═══ DATA SHOWN

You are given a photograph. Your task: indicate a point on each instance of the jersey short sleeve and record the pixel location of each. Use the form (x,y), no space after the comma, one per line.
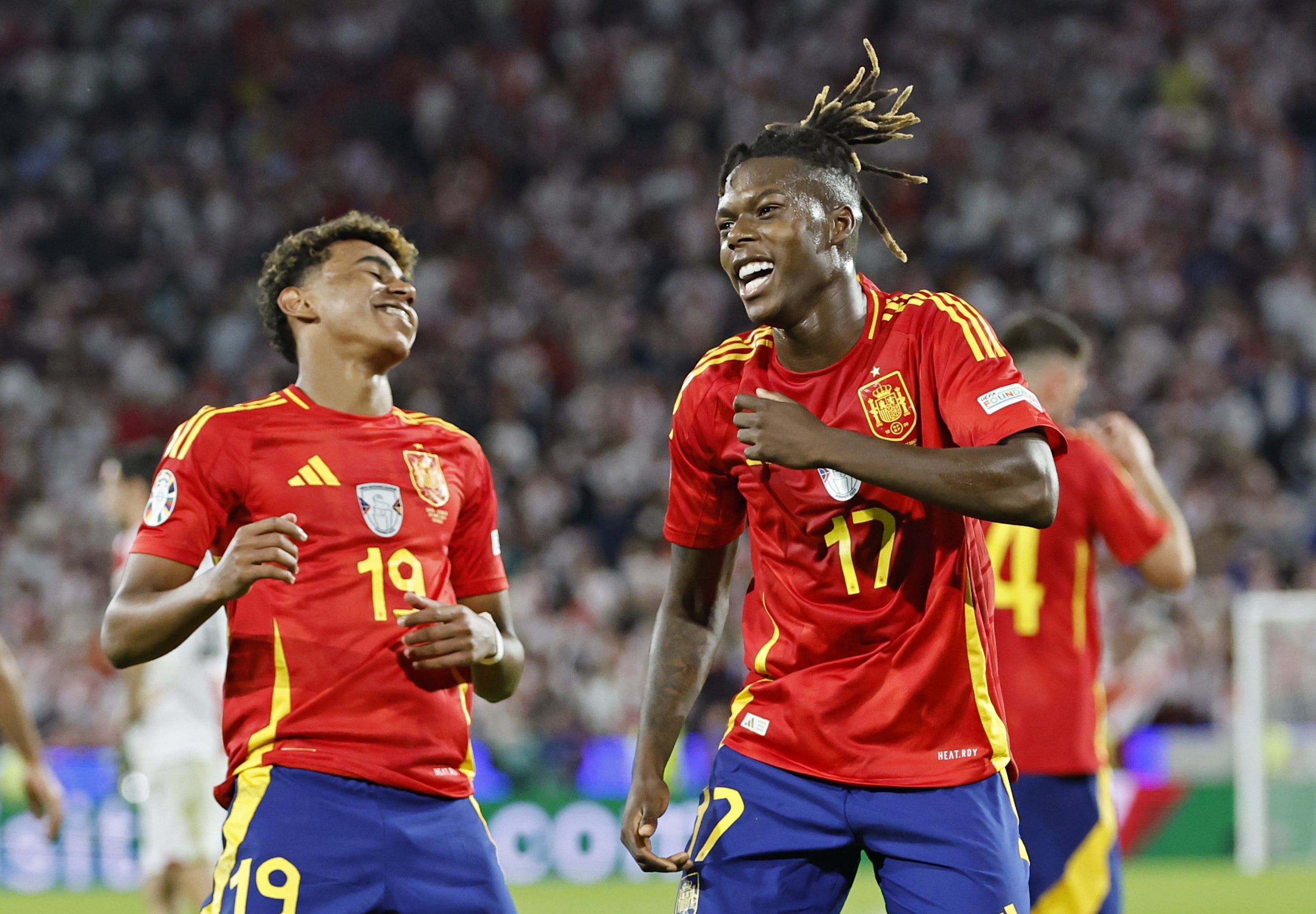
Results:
(198,485)
(983,397)
(704,506)
(1128,524)
(476,552)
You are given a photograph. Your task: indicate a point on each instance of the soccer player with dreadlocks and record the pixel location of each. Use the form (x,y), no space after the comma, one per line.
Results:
(864,435)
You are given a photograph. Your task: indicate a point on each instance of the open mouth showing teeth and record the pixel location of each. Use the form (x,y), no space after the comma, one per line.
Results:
(398,310)
(755,276)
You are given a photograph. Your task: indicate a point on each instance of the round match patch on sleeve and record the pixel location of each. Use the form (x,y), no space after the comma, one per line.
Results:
(162,501)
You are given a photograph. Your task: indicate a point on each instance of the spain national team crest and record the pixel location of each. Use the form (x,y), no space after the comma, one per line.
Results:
(427,473)
(889,407)
(688,896)
(381,506)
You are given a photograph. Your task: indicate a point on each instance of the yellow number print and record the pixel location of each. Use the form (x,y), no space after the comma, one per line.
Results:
(736,808)
(412,578)
(1022,593)
(286,892)
(840,536)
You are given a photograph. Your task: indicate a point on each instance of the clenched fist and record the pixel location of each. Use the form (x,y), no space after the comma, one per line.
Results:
(262,550)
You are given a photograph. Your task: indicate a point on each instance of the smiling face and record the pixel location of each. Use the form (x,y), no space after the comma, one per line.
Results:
(787,231)
(357,303)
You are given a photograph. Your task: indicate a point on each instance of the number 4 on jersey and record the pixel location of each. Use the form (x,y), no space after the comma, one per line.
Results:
(1022,593)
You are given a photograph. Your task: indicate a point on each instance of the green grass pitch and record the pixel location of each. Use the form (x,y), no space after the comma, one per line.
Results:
(1153,888)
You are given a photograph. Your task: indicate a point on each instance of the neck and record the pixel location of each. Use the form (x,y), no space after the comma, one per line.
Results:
(346,386)
(830,329)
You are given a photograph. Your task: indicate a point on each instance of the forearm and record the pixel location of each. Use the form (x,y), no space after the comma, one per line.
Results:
(680,660)
(498,682)
(16,726)
(1012,482)
(148,625)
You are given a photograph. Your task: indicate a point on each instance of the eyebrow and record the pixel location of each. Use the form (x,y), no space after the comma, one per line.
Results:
(724,211)
(382,262)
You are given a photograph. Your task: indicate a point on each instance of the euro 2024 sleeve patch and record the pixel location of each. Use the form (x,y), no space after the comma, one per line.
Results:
(162,501)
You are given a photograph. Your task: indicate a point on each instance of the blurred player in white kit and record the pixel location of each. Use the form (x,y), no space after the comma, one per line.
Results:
(173,730)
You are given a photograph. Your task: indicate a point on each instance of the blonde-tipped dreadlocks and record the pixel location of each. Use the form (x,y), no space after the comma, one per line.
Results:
(832,128)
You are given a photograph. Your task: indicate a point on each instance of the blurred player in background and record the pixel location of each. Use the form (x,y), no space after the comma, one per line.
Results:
(366,599)
(45,794)
(861,434)
(1051,646)
(174,709)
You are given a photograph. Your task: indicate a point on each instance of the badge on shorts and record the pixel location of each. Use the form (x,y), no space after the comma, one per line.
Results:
(381,506)
(162,501)
(688,896)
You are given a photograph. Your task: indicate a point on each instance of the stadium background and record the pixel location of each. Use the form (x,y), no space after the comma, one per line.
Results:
(1147,168)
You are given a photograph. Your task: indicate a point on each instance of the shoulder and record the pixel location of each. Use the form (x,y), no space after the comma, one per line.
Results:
(222,425)
(441,431)
(720,369)
(942,315)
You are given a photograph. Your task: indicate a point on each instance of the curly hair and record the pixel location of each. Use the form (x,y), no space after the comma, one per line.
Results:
(828,134)
(302,251)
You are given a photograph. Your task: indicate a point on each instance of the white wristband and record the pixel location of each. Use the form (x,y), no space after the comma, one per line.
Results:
(498,642)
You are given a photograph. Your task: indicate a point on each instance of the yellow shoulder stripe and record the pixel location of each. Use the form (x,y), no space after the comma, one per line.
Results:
(733,356)
(181,443)
(421,419)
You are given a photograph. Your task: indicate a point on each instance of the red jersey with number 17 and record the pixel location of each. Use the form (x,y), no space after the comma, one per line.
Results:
(1049,643)
(869,623)
(316,675)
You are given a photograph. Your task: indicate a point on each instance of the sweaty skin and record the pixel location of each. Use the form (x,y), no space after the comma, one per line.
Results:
(785,212)
(354,321)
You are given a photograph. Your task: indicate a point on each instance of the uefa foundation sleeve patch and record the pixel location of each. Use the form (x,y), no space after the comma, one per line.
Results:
(1003,397)
(162,501)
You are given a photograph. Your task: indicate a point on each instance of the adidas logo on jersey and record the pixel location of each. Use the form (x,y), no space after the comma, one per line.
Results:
(315,473)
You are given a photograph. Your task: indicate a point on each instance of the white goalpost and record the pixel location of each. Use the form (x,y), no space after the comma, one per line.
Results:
(1274,727)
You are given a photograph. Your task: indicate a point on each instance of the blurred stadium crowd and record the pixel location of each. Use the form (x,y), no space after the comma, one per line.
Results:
(1148,169)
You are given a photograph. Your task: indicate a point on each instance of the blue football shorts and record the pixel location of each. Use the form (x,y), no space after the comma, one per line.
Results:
(769,841)
(1073,838)
(300,841)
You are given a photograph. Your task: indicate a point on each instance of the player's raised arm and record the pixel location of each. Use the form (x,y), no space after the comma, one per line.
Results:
(686,633)
(160,602)
(1011,482)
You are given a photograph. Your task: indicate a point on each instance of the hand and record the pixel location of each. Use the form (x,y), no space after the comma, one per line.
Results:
(1123,440)
(444,637)
(262,550)
(778,430)
(45,796)
(645,804)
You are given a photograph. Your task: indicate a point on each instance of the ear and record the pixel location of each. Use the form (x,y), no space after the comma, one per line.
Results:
(841,225)
(295,303)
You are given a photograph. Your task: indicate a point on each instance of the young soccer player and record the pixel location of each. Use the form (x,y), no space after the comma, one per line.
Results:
(173,734)
(861,434)
(366,602)
(1049,646)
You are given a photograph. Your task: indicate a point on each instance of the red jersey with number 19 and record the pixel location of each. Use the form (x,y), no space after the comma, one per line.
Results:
(867,626)
(316,674)
(1049,644)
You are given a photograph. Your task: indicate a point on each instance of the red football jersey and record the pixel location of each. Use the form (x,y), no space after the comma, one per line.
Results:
(316,674)
(1051,651)
(867,626)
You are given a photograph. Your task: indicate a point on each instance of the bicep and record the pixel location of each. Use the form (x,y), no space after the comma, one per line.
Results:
(699,580)
(145,573)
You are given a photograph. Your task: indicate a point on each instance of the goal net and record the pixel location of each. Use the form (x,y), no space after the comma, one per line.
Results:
(1274,651)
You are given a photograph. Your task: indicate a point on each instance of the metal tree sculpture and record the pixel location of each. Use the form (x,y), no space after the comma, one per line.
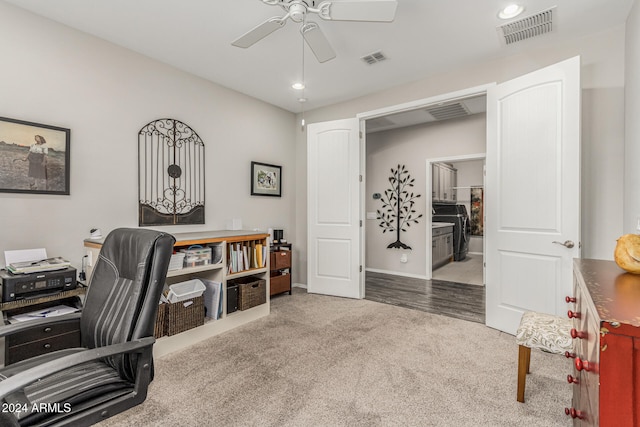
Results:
(397,211)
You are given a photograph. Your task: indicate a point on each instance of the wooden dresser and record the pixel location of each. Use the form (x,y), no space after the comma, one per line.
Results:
(606,350)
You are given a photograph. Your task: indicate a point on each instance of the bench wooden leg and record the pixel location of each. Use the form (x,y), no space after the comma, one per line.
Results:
(524,359)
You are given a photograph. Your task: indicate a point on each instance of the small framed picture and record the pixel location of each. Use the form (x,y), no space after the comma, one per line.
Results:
(34,157)
(266,180)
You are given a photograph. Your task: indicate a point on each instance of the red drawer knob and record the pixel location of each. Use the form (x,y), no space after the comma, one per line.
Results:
(572,380)
(573,314)
(574,413)
(577,334)
(582,365)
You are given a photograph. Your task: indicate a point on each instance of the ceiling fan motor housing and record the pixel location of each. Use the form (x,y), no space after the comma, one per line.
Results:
(297,11)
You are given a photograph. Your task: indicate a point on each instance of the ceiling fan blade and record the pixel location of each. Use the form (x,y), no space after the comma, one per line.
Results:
(317,41)
(258,33)
(366,10)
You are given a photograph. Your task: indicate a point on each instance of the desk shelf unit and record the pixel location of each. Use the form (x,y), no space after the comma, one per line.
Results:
(218,272)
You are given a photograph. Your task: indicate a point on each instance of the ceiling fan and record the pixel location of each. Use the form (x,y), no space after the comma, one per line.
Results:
(297,11)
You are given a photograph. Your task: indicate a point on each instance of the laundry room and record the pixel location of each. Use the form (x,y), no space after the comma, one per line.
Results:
(400,152)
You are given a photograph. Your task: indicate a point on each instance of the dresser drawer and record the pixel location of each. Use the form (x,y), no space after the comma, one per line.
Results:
(42,346)
(42,332)
(280,259)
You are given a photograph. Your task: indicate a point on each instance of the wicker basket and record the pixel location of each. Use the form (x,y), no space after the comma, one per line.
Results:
(179,318)
(252,291)
(159,330)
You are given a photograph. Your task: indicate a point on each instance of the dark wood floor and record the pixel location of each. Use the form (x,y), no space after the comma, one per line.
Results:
(459,300)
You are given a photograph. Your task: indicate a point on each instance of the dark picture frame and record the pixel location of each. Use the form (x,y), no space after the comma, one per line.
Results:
(34,157)
(266,179)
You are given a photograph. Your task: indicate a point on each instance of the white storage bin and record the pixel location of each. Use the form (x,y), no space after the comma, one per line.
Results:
(185,290)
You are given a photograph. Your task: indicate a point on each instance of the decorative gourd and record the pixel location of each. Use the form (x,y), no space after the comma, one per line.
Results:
(627,253)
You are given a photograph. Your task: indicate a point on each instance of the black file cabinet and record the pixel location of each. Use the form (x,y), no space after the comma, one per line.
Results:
(41,339)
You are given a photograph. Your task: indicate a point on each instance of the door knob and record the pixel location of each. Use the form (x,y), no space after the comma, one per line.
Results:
(567,243)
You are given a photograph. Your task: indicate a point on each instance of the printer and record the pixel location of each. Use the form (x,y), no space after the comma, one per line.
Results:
(14,287)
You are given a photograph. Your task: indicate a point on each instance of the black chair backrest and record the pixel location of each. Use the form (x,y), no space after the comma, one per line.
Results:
(125,287)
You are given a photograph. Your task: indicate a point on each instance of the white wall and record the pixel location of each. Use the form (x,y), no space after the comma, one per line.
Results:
(411,146)
(632,122)
(602,59)
(105,94)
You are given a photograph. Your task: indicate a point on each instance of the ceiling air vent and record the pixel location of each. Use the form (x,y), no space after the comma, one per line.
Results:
(528,27)
(450,111)
(374,58)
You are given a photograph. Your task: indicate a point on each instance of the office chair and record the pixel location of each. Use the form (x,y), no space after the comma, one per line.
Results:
(112,370)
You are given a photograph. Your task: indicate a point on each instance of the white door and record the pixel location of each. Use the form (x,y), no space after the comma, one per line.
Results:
(533,202)
(334,265)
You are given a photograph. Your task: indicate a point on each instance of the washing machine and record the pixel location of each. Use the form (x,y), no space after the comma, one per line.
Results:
(457,214)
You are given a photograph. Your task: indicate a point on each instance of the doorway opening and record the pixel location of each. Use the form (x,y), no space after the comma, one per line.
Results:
(464,261)
(415,289)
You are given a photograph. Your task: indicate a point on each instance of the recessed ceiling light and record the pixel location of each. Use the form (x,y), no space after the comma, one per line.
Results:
(511,11)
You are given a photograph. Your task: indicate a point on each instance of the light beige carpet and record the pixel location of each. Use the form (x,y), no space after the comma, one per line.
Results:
(326,361)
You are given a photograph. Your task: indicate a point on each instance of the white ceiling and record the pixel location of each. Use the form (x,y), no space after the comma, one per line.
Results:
(426,37)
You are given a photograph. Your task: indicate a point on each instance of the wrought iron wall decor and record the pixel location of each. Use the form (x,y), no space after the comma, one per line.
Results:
(170,175)
(397,213)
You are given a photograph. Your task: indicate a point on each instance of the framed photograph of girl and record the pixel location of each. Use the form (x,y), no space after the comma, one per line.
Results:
(34,158)
(266,180)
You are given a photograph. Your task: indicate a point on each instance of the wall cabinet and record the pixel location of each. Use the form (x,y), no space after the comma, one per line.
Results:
(227,242)
(605,372)
(444,181)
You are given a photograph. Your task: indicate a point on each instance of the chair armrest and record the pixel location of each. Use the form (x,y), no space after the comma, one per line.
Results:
(19,381)
(23,326)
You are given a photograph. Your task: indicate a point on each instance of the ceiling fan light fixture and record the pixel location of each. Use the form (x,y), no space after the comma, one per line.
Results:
(511,11)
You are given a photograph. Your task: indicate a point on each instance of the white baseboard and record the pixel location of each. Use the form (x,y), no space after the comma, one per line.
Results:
(397,273)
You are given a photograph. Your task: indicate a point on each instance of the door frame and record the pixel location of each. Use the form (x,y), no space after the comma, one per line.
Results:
(429,201)
(400,108)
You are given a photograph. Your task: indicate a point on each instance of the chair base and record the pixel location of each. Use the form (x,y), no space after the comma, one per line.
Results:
(524,362)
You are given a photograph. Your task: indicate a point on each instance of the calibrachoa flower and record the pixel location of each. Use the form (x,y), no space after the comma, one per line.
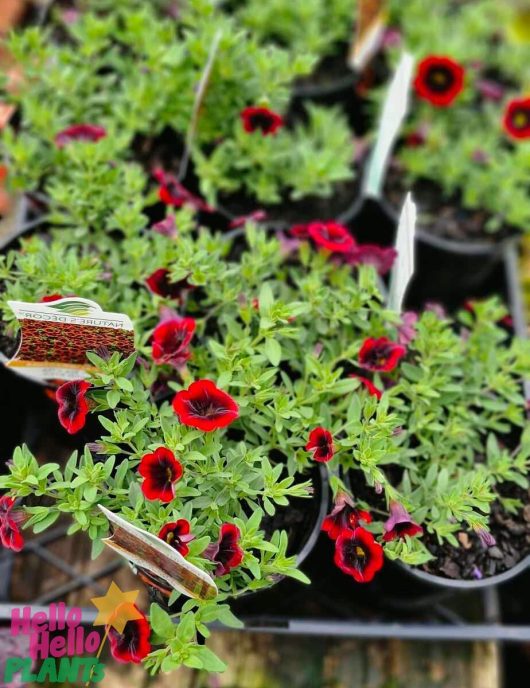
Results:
(344,516)
(400,524)
(132,645)
(262,119)
(204,406)
(80,132)
(321,444)
(439,80)
(73,405)
(358,555)
(170,339)
(226,552)
(177,534)
(332,236)
(380,354)
(160,471)
(516,119)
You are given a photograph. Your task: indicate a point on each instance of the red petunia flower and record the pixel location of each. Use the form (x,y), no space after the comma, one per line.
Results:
(170,340)
(344,516)
(372,389)
(226,552)
(177,535)
(332,236)
(439,80)
(204,406)
(132,645)
(516,118)
(380,354)
(321,444)
(73,405)
(160,471)
(357,554)
(400,524)
(262,119)
(80,132)
(10,519)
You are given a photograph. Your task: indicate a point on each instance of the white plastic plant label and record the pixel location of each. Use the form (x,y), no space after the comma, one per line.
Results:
(394,111)
(55,337)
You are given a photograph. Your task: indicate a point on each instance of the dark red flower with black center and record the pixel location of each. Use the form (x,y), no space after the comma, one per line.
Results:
(160,471)
(10,520)
(177,534)
(261,119)
(439,80)
(170,340)
(357,554)
(73,405)
(204,406)
(344,516)
(321,444)
(516,118)
(132,644)
(226,552)
(80,132)
(400,524)
(332,236)
(380,354)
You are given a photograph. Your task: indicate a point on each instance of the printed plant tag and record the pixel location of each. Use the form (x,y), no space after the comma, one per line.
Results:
(369,29)
(394,111)
(55,337)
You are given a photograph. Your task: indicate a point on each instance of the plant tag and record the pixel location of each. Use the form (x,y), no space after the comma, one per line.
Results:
(370,26)
(56,336)
(154,556)
(394,111)
(404,266)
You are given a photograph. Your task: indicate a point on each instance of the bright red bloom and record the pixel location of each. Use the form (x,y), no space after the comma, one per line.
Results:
(345,516)
(321,444)
(380,354)
(262,119)
(439,80)
(516,118)
(400,524)
(160,471)
(204,406)
(357,554)
(80,132)
(170,340)
(177,535)
(226,552)
(73,405)
(132,645)
(332,236)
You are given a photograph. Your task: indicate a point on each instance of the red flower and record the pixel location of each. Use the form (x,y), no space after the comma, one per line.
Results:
(358,555)
(439,80)
(73,405)
(161,471)
(262,119)
(80,132)
(10,535)
(321,444)
(345,516)
(170,339)
(226,552)
(516,119)
(400,524)
(132,645)
(372,389)
(332,236)
(177,535)
(380,354)
(205,406)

══════

### TASK ITEM
Find and copy each line of the data where "dreadlocks" is present.

### ANSWER SECTION
You are given a photograph. Your task: indicate a point on each instance of the soccer player with dreadlocks and record the pixel location of each. Use the form (x,y), no space after the comma, one per line.
You are given a photograph. Your task: indicate a point on each instance of the blonde-tipped dreadlocks and record the pixel location of each. Use the form (x,y), no space after the comma, one per line.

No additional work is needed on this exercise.